● Given exercise 1:
Which lines in the entries below contain the string "standing"? Copy each of those lines, and treat case as significant.

● Source text:
Autonomous driving technology drives innovation in the fields of artificial intelligence, sensor technology, and vehicle dynamics [1]. However, challenges such as system reliability, ethical decision-making, and integration into mixed traffic must be addressed to fully realize its transformative societal impact, making autonomous driving a critical and multidisciplinary research area [2]. While autonomous driving promises transformative societal benefits, achieving stable and reliable control under complex road conditions remains a pressing challenge. Diverse surfaces introduce dynamic uncertainties that can compromise vehicle stability, especially during sudden or unexpected events [3]. Addressing these challenges necessitates a focused exploration of advanced control strategies that are capable of ensuring stability under varying conditions, making this a crucial direction in autonomous driving technology research [4]. In this context, the design of robust and adaptive vehicle control strategies plays a pivotal role in ensuring safe navigation and trajectory tracking. Effective control systems must be capable of handling not only modeling uncertainties but also real-world disturbances such as variations in road tire adhesion. These variations, which are difficult to measure directly in real-time, significantly affect lateral dynamics and must be addressed within the control framework to enhance safety and performance.

In recent years, research on trajectory-tracking controller design has prioritized minimizing the deviation between a vehicle’s real-time trajectory and its desired path. To address this critical challenge, a variety of advanced control methodologies have been developed, including fuzzy control [5], linear quadratic regulators [6], sliding-mode control [7], and model predictive control (MPC) [8,9,10,11]. Among these, MPC has gained significant prominence due to its predictive capability for complex dynamic systems, effective constraint handling, and optimization-driven performance enhancement. Despite its inherent strengths, numerous studies have proposed refinements to the conventional MPC framework to tackle specific challenges encountered in practical applications. For instance, a study introduced an enhanced approach [12] to improve stability in complex operational scenarios. Failure to address these challenges can escalate into adverse phenomena, such as oversteering, drifting, or complete loss of vehicle stability, underscoring the need for further research and innovation in this domain. To address these phenomena, an MPC-based trajectory-tracking controller [13] was applied. A sophisticated model parameter adjustment strategy was utilized to improve control precision and enhance the trajectory-tracking performance of autonomous vehicles. Nevertheless, this approach remains highly sensitive to variations in road surface adhesion, potentially limiting its robustness and adaptability in complex driving conditions. To mitigate these limitations, an MPC algorithm incorporating dynamic parameter adaptation [14] was proposed to counteract parameter sensitivity issues. Through the introduction of a nonlinear predictive model and dynamic adjustment mechanisms, system behavior is effectively optimized, and trajectory constraints are managed in complex dynamic environments. In addition to these efforts, recent research has extended MPC applications to novel traffic paradigms, such as lane-free environments [15,16] proposed an optimal path planning framework for connected and automated vehicles (CAVs) operating in lane-free traffic conditions, demonstrating the versatility of MPC in unstructured scenarios where traditional lane-based assumptions are not applicable. However, despite its demonstrated advantages in sensitivity control, the algorithm remains limited in its ability to handle uncertainties in model parameters.

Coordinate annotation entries
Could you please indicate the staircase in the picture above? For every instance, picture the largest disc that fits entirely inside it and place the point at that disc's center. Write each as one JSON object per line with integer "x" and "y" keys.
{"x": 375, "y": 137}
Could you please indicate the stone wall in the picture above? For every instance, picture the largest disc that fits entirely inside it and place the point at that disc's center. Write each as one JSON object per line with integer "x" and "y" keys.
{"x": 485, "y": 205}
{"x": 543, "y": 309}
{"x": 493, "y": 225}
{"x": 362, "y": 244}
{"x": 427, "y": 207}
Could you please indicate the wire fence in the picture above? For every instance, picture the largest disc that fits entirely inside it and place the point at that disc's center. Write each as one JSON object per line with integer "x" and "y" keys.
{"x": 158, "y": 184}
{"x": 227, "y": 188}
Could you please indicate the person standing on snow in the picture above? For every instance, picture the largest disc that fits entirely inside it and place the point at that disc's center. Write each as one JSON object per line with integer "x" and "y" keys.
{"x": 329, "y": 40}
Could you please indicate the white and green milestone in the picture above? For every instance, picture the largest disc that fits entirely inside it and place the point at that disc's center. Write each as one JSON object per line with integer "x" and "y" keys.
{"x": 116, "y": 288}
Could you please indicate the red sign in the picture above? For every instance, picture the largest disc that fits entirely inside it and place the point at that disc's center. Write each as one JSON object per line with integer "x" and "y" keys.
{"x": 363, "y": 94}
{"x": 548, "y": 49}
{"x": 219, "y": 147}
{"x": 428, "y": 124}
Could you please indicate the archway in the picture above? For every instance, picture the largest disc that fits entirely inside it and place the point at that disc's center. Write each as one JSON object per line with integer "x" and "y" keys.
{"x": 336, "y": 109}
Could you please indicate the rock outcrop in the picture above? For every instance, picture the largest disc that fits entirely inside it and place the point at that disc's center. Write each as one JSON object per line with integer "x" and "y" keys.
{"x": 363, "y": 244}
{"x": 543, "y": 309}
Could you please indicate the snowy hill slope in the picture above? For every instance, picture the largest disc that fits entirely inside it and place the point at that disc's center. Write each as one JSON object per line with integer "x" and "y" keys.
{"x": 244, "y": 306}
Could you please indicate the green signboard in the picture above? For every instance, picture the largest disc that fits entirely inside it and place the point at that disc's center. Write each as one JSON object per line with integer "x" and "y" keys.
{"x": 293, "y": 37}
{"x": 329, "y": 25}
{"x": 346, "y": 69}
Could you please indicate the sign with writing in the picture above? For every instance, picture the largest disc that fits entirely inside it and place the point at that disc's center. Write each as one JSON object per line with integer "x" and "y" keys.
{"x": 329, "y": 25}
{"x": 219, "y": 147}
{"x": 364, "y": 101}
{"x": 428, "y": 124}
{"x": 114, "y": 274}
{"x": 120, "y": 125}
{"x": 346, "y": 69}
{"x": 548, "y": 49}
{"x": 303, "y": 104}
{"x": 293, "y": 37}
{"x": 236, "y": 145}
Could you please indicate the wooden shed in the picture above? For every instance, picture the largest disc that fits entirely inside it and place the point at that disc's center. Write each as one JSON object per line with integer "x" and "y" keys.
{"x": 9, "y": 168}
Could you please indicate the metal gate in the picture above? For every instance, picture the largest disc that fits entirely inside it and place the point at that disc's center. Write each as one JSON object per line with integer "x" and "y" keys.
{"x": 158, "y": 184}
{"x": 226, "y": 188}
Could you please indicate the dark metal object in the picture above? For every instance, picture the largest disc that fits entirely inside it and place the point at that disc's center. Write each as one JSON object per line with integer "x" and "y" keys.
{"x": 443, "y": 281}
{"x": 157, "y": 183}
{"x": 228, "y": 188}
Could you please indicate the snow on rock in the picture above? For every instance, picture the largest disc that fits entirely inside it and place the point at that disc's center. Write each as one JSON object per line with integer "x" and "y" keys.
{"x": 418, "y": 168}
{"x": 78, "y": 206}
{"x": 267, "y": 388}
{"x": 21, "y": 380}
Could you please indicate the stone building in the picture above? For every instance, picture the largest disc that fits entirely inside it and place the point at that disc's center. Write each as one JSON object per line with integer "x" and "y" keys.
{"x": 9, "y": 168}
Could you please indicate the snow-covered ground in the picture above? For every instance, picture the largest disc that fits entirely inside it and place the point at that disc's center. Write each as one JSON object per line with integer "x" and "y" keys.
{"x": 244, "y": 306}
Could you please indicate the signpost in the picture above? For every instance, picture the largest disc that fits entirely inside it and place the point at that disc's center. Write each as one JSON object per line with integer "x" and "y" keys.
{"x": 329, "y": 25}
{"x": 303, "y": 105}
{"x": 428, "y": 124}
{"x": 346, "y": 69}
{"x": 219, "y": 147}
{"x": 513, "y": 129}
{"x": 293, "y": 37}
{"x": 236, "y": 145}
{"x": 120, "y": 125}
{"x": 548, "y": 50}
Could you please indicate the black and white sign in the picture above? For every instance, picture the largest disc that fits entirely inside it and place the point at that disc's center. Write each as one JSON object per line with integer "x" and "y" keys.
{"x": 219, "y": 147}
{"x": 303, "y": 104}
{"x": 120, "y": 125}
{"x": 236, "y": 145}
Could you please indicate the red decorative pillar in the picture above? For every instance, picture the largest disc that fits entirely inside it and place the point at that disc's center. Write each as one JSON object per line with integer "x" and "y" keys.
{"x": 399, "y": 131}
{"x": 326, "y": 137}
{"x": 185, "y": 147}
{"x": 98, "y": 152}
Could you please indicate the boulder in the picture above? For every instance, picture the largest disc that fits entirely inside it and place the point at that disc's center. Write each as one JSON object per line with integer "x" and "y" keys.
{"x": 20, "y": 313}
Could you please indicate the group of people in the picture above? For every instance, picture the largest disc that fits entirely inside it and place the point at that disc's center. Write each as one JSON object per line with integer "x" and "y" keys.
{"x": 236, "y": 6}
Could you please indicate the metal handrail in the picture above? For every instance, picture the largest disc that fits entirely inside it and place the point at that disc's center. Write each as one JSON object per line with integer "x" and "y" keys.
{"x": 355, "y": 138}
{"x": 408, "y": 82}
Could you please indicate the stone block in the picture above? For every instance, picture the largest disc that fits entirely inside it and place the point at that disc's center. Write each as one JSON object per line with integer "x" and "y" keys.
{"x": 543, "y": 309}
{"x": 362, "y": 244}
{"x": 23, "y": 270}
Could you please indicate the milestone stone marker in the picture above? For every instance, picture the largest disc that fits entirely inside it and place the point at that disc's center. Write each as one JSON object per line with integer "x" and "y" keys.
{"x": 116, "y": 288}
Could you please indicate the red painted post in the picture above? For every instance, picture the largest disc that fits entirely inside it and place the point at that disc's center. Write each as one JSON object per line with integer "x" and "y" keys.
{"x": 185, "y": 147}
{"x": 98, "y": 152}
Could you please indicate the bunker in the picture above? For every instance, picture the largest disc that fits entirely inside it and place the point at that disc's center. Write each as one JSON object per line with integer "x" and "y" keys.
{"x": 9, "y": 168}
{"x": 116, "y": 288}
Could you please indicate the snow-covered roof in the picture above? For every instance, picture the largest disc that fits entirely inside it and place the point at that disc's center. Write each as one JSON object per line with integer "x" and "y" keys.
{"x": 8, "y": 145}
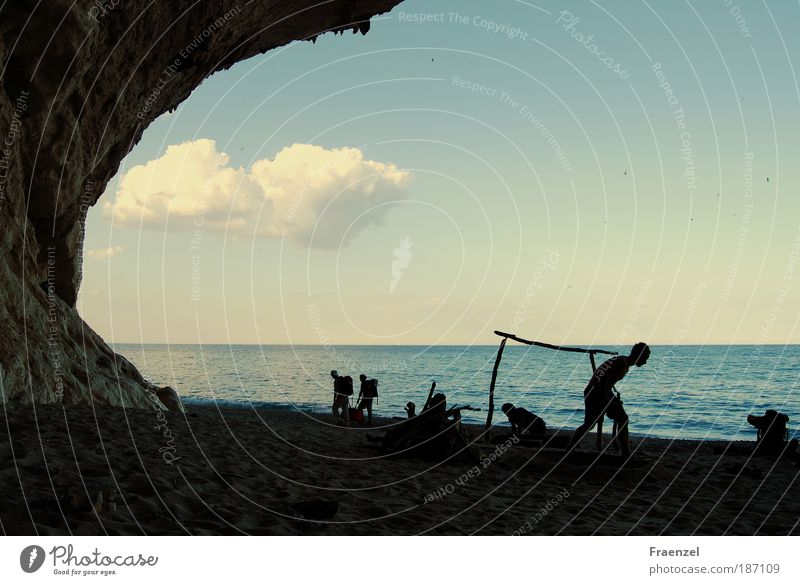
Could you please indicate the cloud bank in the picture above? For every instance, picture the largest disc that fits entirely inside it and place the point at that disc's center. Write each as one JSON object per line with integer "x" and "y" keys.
{"x": 307, "y": 193}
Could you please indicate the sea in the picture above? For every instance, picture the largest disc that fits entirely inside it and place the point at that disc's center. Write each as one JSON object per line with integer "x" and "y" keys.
{"x": 683, "y": 392}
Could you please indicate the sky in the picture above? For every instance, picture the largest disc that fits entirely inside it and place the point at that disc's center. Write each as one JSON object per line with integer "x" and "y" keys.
{"x": 573, "y": 172}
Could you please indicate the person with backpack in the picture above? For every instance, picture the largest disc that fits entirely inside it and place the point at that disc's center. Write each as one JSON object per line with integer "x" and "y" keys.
{"x": 342, "y": 391}
{"x": 600, "y": 400}
{"x": 368, "y": 393}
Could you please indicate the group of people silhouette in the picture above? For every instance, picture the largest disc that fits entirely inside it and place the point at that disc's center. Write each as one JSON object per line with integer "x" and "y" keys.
{"x": 600, "y": 400}
{"x": 343, "y": 390}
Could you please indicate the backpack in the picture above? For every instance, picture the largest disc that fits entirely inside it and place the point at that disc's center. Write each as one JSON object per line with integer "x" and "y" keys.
{"x": 771, "y": 431}
{"x": 371, "y": 389}
{"x": 343, "y": 385}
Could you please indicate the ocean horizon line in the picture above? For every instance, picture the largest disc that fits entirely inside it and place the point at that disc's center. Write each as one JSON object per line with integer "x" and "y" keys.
{"x": 336, "y": 345}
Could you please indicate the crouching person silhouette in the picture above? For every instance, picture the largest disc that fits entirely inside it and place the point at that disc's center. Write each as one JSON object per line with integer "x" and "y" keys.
{"x": 600, "y": 400}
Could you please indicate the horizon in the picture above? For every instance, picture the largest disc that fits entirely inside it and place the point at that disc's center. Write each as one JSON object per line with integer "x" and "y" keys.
{"x": 442, "y": 177}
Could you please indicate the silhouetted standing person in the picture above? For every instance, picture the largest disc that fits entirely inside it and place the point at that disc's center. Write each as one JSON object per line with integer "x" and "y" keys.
{"x": 368, "y": 393}
{"x": 342, "y": 391}
{"x": 599, "y": 397}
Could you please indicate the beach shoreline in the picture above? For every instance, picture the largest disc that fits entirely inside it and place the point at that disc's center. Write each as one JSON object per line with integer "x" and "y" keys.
{"x": 233, "y": 470}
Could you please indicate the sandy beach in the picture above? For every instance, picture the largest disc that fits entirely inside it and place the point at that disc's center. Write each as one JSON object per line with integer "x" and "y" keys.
{"x": 105, "y": 470}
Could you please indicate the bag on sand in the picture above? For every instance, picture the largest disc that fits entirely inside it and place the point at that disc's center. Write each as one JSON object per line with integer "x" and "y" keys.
{"x": 343, "y": 385}
{"x": 772, "y": 432}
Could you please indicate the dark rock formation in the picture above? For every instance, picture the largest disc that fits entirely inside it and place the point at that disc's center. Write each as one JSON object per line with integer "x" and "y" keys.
{"x": 81, "y": 80}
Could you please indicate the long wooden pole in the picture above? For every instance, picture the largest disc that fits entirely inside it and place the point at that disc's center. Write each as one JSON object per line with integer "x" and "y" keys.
{"x": 430, "y": 395}
{"x": 550, "y": 346}
{"x": 494, "y": 379}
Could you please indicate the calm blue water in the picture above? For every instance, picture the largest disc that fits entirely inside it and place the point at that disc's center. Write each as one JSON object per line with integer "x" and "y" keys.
{"x": 683, "y": 391}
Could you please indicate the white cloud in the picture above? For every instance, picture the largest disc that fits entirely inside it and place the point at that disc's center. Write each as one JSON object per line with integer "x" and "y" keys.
{"x": 104, "y": 253}
{"x": 305, "y": 191}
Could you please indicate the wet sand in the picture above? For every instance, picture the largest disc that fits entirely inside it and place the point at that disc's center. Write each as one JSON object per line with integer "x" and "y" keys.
{"x": 239, "y": 471}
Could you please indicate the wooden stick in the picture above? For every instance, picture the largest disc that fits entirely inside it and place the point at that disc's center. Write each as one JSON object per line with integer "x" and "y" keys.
{"x": 494, "y": 379}
{"x": 430, "y": 395}
{"x": 550, "y": 346}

● Given exercise 2:
Answer these questions from the passage on autonomous vehicle control:
(a) Which variations does the passage call difficult to measure directly in real time?
(b) What three adverse phenomena can failing to address these challenges escalate into?
(c) What two things did the MPC algorithm incorporating dynamic parameter adaptation introduce?

● Written response 1:
Could you please indicate the person standing on snow in the picture above? For every instance, picture the largest disc that fits entirely inside it and place the point at that disc's center. Write each as one JSON object per line with integer "x" and "y" keys.
Could you please indicate the silhouetted standing person in the picture above? For every instance, picture the largest disc that fits entirely inside it and place the point at that disc's center. Write each as one JSON object per line with integer "x" and "y" keys.

● Written response 2:
(a) Variations in road tire adhesion.
(b) Oversteering, drifting, or complete loss of vehicle stability.
(c) A nonlinear predictive model and dynamic adjustment mechanisms.